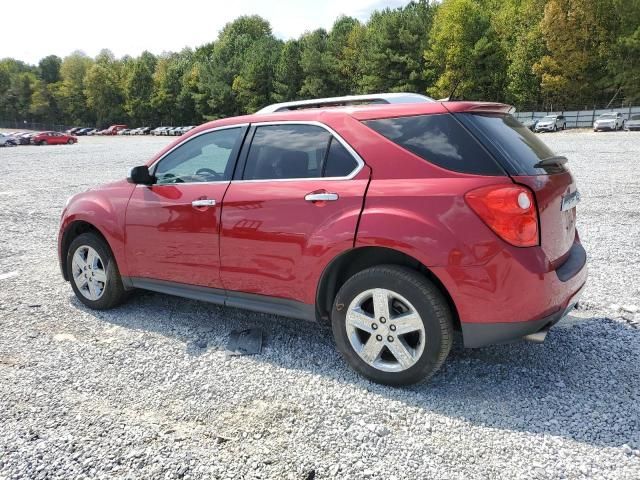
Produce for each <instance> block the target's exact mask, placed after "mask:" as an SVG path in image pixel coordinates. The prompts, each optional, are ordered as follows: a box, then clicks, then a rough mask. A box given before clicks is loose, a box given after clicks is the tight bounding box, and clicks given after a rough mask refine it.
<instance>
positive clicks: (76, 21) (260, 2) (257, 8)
mask: <svg viewBox="0 0 640 480" xmlns="http://www.w3.org/2000/svg"><path fill="white" fill-rule="evenodd" d="M407 3H409V2H408V0H316V1H314V0H297V1H296V0H262V1H260V0H226V1H206V0H184V1H176V0H170V1H167V0H92V1H90V2H55V1H54V2H52V1H51V0H47V1H44V0H30V1H29V2H28V7H20V8H18V10H20V11H22V10H23V8H27V9H28V10H29V12H30V13H27V14H25V15H22V14H20V15H16V14H15V12H14V14H13V15H10V18H5V21H3V22H2V27H0V58H4V57H12V58H16V59H18V60H22V61H25V62H27V63H31V64H36V63H37V62H38V60H40V59H41V58H42V57H45V56H47V55H52V54H55V55H58V56H60V57H64V56H65V55H68V54H69V53H71V52H73V51H75V50H81V51H83V52H85V53H86V54H88V55H89V56H92V57H93V56H95V55H96V54H97V53H98V52H99V51H100V50H101V49H103V48H108V49H110V50H111V51H112V52H113V53H114V55H115V56H116V57H122V56H123V55H132V56H137V55H139V54H140V53H141V52H143V51H144V50H149V51H150V52H152V53H155V54H159V53H162V52H166V51H174V52H175V51H180V50H181V49H182V48H184V47H197V46H199V45H202V44H205V43H208V42H211V41H213V40H215V39H216V37H217V36H218V32H219V31H220V30H221V29H222V27H223V26H224V25H225V24H226V23H228V22H230V21H231V20H233V19H234V18H237V17H239V16H241V15H252V14H257V15H260V16H262V17H263V18H266V19H267V20H268V21H269V22H270V23H271V28H272V29H273V33H274V35H275V36H276V37H278V38H281V39H283V40H286V39H289V38H295V37H298V36H299V35H300V34H302V33H304V32H305V31H309V30H314V29H316V28H320V27H322V28H325V29H329V28H331V25H332V24H333V22H334V20H335V19H336V18H337V17H338V16H340V15H343V14H344V15H349V16H352V17H356V18H358V19H360V20H363V21H366V20H367V19H368V18H369V16H370V14H371V12H373V11H374V10H381V9H383V8H385V7H390V8H395V7H399V6H402V5H405V4H407ZM23 13H25V12H23ZM6 20H8V21H6Z"/></svg>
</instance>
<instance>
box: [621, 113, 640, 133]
mask: <svg viewBox="0 0 640 480" xmlns="http://www.w3.org/2000/svg"><path fill="white" fill-rule="evenodd" d="M624 129H625V130H627V131H629V132H631V131H635V130H640V114H639V113H634V114H632V115H631V116H630V117H629V120H627V121H626V122H624Z"/></svg>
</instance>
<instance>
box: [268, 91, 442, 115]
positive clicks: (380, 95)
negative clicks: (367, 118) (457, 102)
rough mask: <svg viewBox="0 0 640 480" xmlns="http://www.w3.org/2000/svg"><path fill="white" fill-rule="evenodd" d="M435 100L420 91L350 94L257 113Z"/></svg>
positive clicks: (422, 101)
mask: <svg viewBox="0 0 640 480" xmlns="http://www.w3.org/2000/svg"><path fill="white" fill-rule="evenodd" d="M424 102H435V100H434V99H433V98H430V97H426V96H424V95H420V94H418V93H375V94H371V95H348V96H346V97H331V98H316V99H313V100H298V101H295V102H284V103H274V104H273V105H269V106H267V107H264V108H263V109H261V110H258V111H257V112H256V113H274V112H284V111H287V110H301V109H305V108H321V107H342V106H346V105H367V104H389V103H424Z"/></svg>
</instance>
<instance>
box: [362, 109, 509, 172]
mask: <svg viewBox="0 0 640 480" xmlns="http://www.w3.org/2000/svg"><path fill="white" fill-rule="evenodd" d="M364 123H365V125H367V126H368V127H369V128H371V129H373V130H375V131H376V132H378V133H379V134H381V135H383V136H385V137H386V138H388V139H389V140H391V141H392V142H394V143H397V144H398V145H400V146H401V147H403V148H405V149H407V150H409V151H410V152H413V153H415V154H416V155H418V156H419V157H421V158H423V159H424V160H426V161H428V162H430V163H433V164H435V165H438V166H439V167H443V168H446V169H447V170H454V171H456V172H463V173H472V174H477V175H504V171H503V170H502V169H501V168H500V166H499V165H498V164H497V163H496V162H495V161H494V159H493V158H492V157H491V155H490V154H489V153H488V152H487V151H486V150H485V149H484V148H483V147H482V145H480V144H479V143H478V141H477V140H476V139H475V138H474V137H473V135H471V134H470V133H469V132H468V131H467V130H466V129H465V128H464V127H463V126H462V125H461V124H460V122H458V121H457V120H456V119H455V118H454V117H453V116H452V115H450V114H444V115H418V116H411V117H397V118H384V119H379V120H369V121H366V122H364Z"/></svg>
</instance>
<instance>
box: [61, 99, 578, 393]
mask: <svg viewBox="0 0 640 480" xmlns="http://www.w3.org/2000/svg"><path fill="white" fill-rule="evenodd" d="M509 111H510V107H509V106H507V105H502V104H495V103H477V102H444V103H443V102H423V103H414V104H400V105H399V104H384V105H368V106H348V107H338V108H311V109H301V110H291V109H285V111H276V113H269V114H262V113H259V114H255V115H250V116H244V117H237V118H228V119H223V120H216V121H214V122H210V123H207V124H205V125H202V126H200V127H198V128H196V129H195V130H192V131H191V132H189V133H188V134H187V135H185V136H184V137H181V138H180V139H178V140H177V141H175V142H173V143H172V144H171V145H169V146H168V147H166V148H165V149H164V150H162V151H161V152H160V153H158V154H157V155H156V156H154V157H153V158H152V159H151V160H149V161H148V162H147V164H146V165H143V166H140V167H135V168H133V169H132V171H131V174H130V176H129V178H128V181H127V180H120V181H117V182H114V183H111V184H108V185H105V186H103V187H101V188H98V189H94V190H90V191H87V192H84V193H81V194H78V195H76V196H74V197H72V198H71V199H70V200H69V201H68V203H67V206H66V208H65V210H64V212H63V214H62V224H61V227H60V234H59V242H58V246H59V256H60V264H61V267H62V273H63V276H64V278H65V279H67V280H71V282H70V283H71V286H72V288H73V290H74V292H75V294H76V295H77V297H78V299H80V301H82V302H83V303H84V304H86V305H88V306H89V307H91V308H96V309H105V308H110V307H114V306H115V305H118V304H119V303H120V302H122V301H123V300H124V299H125V298H126V295H127V291H129V290H132V289H134V288H141V289H147V290H152V291H156V292H161V293H165V294H170V295H178V296H182V297H187V298H192V299H197V300H204V301H209V302H213V303H217V304H223V305H229V306H233V307H241V308H246V309H249V310H256V311H261V312H268V313H273V314H278V315H284V316H288V317H293V318H299V319H305V320H313V321H317V322H320V323H330V324H331V326H332V328H333V334H334V337H335V340H336V344H337V347H338V349H339V350H340V352H341V353H342V354H343V355H344V357H345V358H346V360H347V361H348V363H349V364H350V365H351V366H352V367H353V368H354V369H355V370H357V371H358V372H360V373H361V374H362V375H364V376H366V377H368V378H370V379H372V380H374V381H376V382H381V383H386V384H393V385H401V384H409V383H414V382H417V381H420V380H421V379H424V378H426V377H428V376H430V375H431V374H433V372H435V371H436V370H438V368H439V367H440V366H441V365H442V363H443V362H444V361H445V358H446V357H447V354H448V352H449V350H450V347H451V343H452V338H453V334H454V331H459V332H460V333H461V335H462V339H463V341H464V344H465V346H467V347H479V346H484V345H489V344H494V343H501V342H506V341H511V340H514V339H520V338H527V339H530V340H535V341H542V340H543V339H544V336H545V334H546V332H547V330H548V329H549V328H550V327H551V326H552V325H553V324H555V323H556V322H558V321H559V320H560V319H561V318H562V317H563V316H565V315H566V313H567V312H568V311H569V309H571V308H573V307H574V306H575V305H576V302H577V298H578V296H579V294H580V292H581V290H582V288H583V286H584V284H585V281H586V277H587V269H586V254H585V250H584V249H583V247H582V245H581V244H580V239H579V237H578V233H577V231H576V226H575V222H576V208H575V205H576V203H577V202H578V200H579V198H580V197H579V194H578V191H577V190H576V185H575V182H574V179H573V177H572V176H571V173H569V171H568V170H567V168H566V166H565V163H566V159H565V158H564V157H558V156H555V155H554V154H553V152H551V150H549V148H547V147H546V146H545V144H544V143H542V142H541V141H540V140H539V139H538V138H537V137H536V136H535V135H534V134H532V133H531V132H530V131H529V130H528V129H527V128H525V127H524V126H522V125H521V124H520V123H518V122H517V121H516V120H514V118H513V117H512V116H511V115H509Z"/></svg>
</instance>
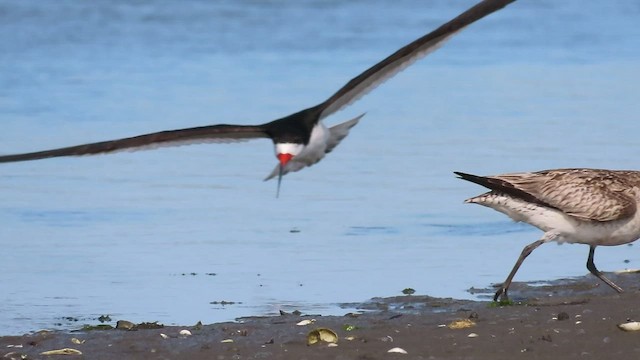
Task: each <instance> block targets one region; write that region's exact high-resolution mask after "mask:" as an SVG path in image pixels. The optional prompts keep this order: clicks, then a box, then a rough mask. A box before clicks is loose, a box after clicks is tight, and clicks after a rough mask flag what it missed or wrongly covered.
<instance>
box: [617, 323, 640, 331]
mask: <svg viewBox="0 0 640 360" xmlns="http://www.w3.org/2000/svg"><path fill="white" fill-rule="evenodd" d="M618 327H619V328H620V329H621V330H624V331H638V330H640V322H638V321H631V322H627V323H623V324H618Z"/></svg>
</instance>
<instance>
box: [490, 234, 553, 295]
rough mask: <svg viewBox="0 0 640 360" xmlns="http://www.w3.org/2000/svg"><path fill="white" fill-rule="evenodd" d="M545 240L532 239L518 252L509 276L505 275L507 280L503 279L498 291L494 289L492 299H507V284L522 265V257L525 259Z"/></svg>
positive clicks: (522, 259) (511, 280)
mask: <svg viewBox="0 0 640 360" xmlns="http://www.w3.org/2000/svg"><path fill="white" fill-rule="evenodd" d="M547 241H548V240H547V239H546V237H543V238H542V239H540V240H538V241H534V242H532V243H531V244H529V245H527V246H525V247H524V249H522V253H520V257H519V258H518V261H516V264H515V265H514V266H513V269H511V273H509V276H507V280H505V281H504V283H502V285H500V288H499V289H498V291H496V294H495V295H494V296H493V301H498V298H500V300H501V301H508V300H509V297H508V296H507V290H508V289H509V285H511V281H512V280H513V277H514V276H515V275H516V272H518V269H519V268H520V265H522V262H523V261H524V259H526V258H527V256H529V254H531V252H532V251H533V250H535V249H536V248H537V247H538V246H540V245H542V244H544V243H545V242H547Z"/></svg>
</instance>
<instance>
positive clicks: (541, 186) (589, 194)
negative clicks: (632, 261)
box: [455, 169, 640, 301]
mask: <svg viewBox="0 0 640 360" xmlns="http://www.w3.org/2000/svg"><path fill="white" fill-rule="evenodd" d="M455 174H456V175H458V176H459V177H460V178H461V179H464V180H467V181H471V182H474V183H476V184H479V185H482V186H484V187H486V188H488V189H491V191H489V192H487V193H484V194H482V195H478V196H475V197H472V198H470V199H467V200H466V201H465V202H467V203H474V204H480V205H484V206H487V207H490V208H492V209H494V210H497V211H500V212H501V213H504V214H506V215H507V216H509V217H510V218H512V219H513V220H515V221H522V222H526V223H528V224H531V225H533V226H535V227H537V228H538V229H540V230H542V231H544V235H543V236H542V238H541V239H540V240H537V241H535V242H533V243H531V244H529V245H527V246H526V247H525V248H524V249H523V250H522V253H521V254H520V257H519V258H518V261H516V264H515V266H514V267H513V269H512V270H511V273H510V274H509V276H508V277H507V279H506V280H505V282H504V283H503V284H502V285H501V286H500V288H499V289H498V291H497V292H496V294H495V296H494V298H493V299H494V301H496V300H498V298H499V297H500V298H501V299H502V300H507V299H508V297H507V290H508V289H509V285H511V281H512V280H513V277H514V276H515V274H516V272H517V271H518V269H519V268H520V265H522V262H523V261H524V259H525V258H526V257H527V256H529V254H530V253H531V252H532V251H533V250H534V249H535V248H537V247H538V246H540V245H542V244H544V243H546V242H549V241H557V242H558V243H564V242H567V243H578V244H586V245H589V257H588V259H587V269H589V272H591V273H592V274H593V275H595V276H597V277H598V278H599V279H600V280H602V281H604V282H605V283H606V284H607V285H609V286H610V287H612V288H613V289H614V290H616V291H617V292H622V289H621V288H620V287H619V286H618V285H616V284H614V283H613V282H612V281H611V280H609V279H607V278H606V277H605V276H604V275H603V274H602V273H601V272H600V271H599V270H598V269H597V268H596V266H595V264H594V263H593V253H594V251H595V248H596V246H599V245H602V246H614V245H622V244H627V243H630V242H633V241H636V240H637V239H638V238H640V212H638V203H639V201H640V171H627V170H600V169H556V170H543V171H538V172H524V173H513V174H503V175H495V176H476V175H471V174H465V173H461V172H455Z"/></svg>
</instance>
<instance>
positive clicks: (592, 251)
mask: <svg viewBox="0 0 640 360" xmlns="http://www.w3.org/2000/svg"><path fill="white" fill-rule="evenodd" d="M595 250H596V247H595V246H594V245H591V246H590V247H589V258H588V259H587V269H589V272H591V273H592V274H593V275H595V276H597V277H598V279H600V280H602V281H604V283H605V284H607V285H609V286H611V287H612V288H613V290H615V291H617V292H619V293H620V292H622V291H623V290H622V288H621V287H620V286H618V285H616V284H614V282H613V281H611V280H609V279H607V278H606V277H604V275H602V273H601V272H600V270H598V269H596V264H594V263H593V253H594V252H595Z"/></svg>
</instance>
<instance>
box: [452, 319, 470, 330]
mask: <svg viewBox="0 0 640 360" xmlns="http://www.w3.org/2000/svg"><path fill="white" fill-rule="evenodd" d="M475 325H476V323H475V321H473V320H471V319H462V320H453V321H452V322H451V323H450V324H449V325H447V327H448V328H449V329H466V328H470V327H472V326H475Z"/></svg>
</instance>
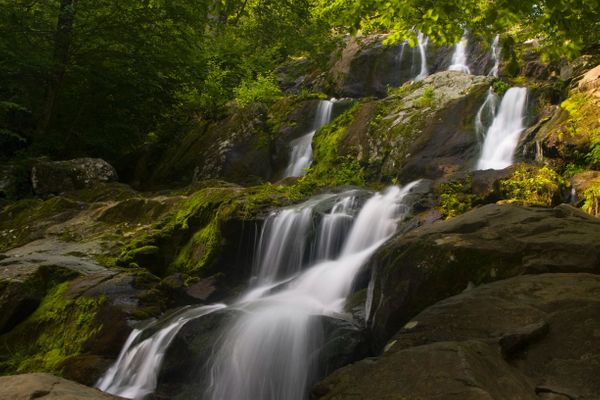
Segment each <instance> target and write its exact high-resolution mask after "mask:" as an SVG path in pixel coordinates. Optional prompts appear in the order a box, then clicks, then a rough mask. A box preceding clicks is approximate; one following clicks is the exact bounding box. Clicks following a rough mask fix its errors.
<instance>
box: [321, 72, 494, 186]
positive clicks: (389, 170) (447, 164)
mask: <svg viewBox="0 0 600 400" xmlns="http://www.w3.org/2000/svg"><path fill="white" fill-rule="evenodd" d="M491 80H492V78H489V77H482V76H472V75H465V74H463V73H460V72H456V71H444V72H439V73H436V74H434V75H431V76H429V77H427V78H426V79H424V80H423V81H421V82H417V83H413V84H410V85H408V84H407V85H406V86H405V87H403V88H402V89H403V90H402V92H401V93H400V94H397V95H392V96H390V97H388V98H386V99H384V100H380V101H374V102H367V103H364V104H362V105H361V106H360V108H358V109H357V111H356V112H355V115H354V119H353V121H352V123H351V124H350V125H349V126H348V127H347V128H346V131H345V133H344V135H343V136H342V137H341V139H340V140H339V145H338V147H339V152H340V153H341V155H343V156H351V157H356V158H357V159H358V160H359V161H360V162H361V163H362V164H364V165H366V169H367V172H368V174H369V176H371V177H381V176H387V177H393V178H398V179H399V180H400V182H403V183H406V182H410V181H412V180H415V179H419V178H428V179H438V178H441V177H444V176H449V175H452V174H455V173H457V172H459V171H464V170H468V169H470V168H471V167H472V165H473V164H474V163H475V161H476V159H477V157H478V155H479V143H478V138H477V135H476V133H475V127H474V124H473V120H474V117H475V114H476V113H477V110H478V109H479V107H480V106H481V103H482V102H483V99H484V98H485V95H486V92H487V89H488V87H489V85H490V83H491ZM315 162H316V163H318V162H319V160H318V159H315Z"/></svg>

=====

● ASSIGNED TASK
From the material above, give again exactly the lines from the one that contains "positive clicks: (592, 251)" through the one that contains "box: [321, 72, 494, 186]", and leave out the pictures.

● EXERCISE SOLUTION
positive clicks: (592, 251)
mask: <svg viewBox="0 0 640 360" xmlns="http://www.w3.org/2000/svg"><path fill="white" fill-rule="evenodd" d="M595 250H596V247H595V246H594V245H591V246H590V247H589V258H588V259H587V269H589V272H591V273H592V274H593V275H595V276H597V277H598V279H600V280H602V281H604V283H605V284H607V285H609V286H611V287H612V288H613V290H615V291H617V292H619V293H620V292H622V291H623V290H622V288H621V287H620V286H618V285H616V284H614V282H613V281H611V280H609V279H607V278H606V277H604V275H602V273H601V272H600V270H598V269H596V264H594V263H593V253H594V252H595Z"/></svg>
</instance>
<instance>
box: [452, 319, 470, 330]
mask: <svg viewBox="0 0 640 360" xmlns="http://www.w3.org/2000/svg"><path fill="white" fill-rule="evenodd" d="M475 325H476V323H475V321H473V320H471V319H462V320H453V321H452V322H451V323H450V324H449V325H447V327H448V328H449V329H466V328H470V327H472V326H475Z"/></svg>
</instance>
Segment each <instance> target and write its exact high-resolution mask after "mask:" as an SVG path in pixel coordinates. Optional prompts appear in the order a box, then clicks, then a rough mask. A box preceding clicks is approximate; one following clicks is the exact bounding box. Clicks following a rough mask fix its errors.
<instance>
box: [321, 72, 494, 186]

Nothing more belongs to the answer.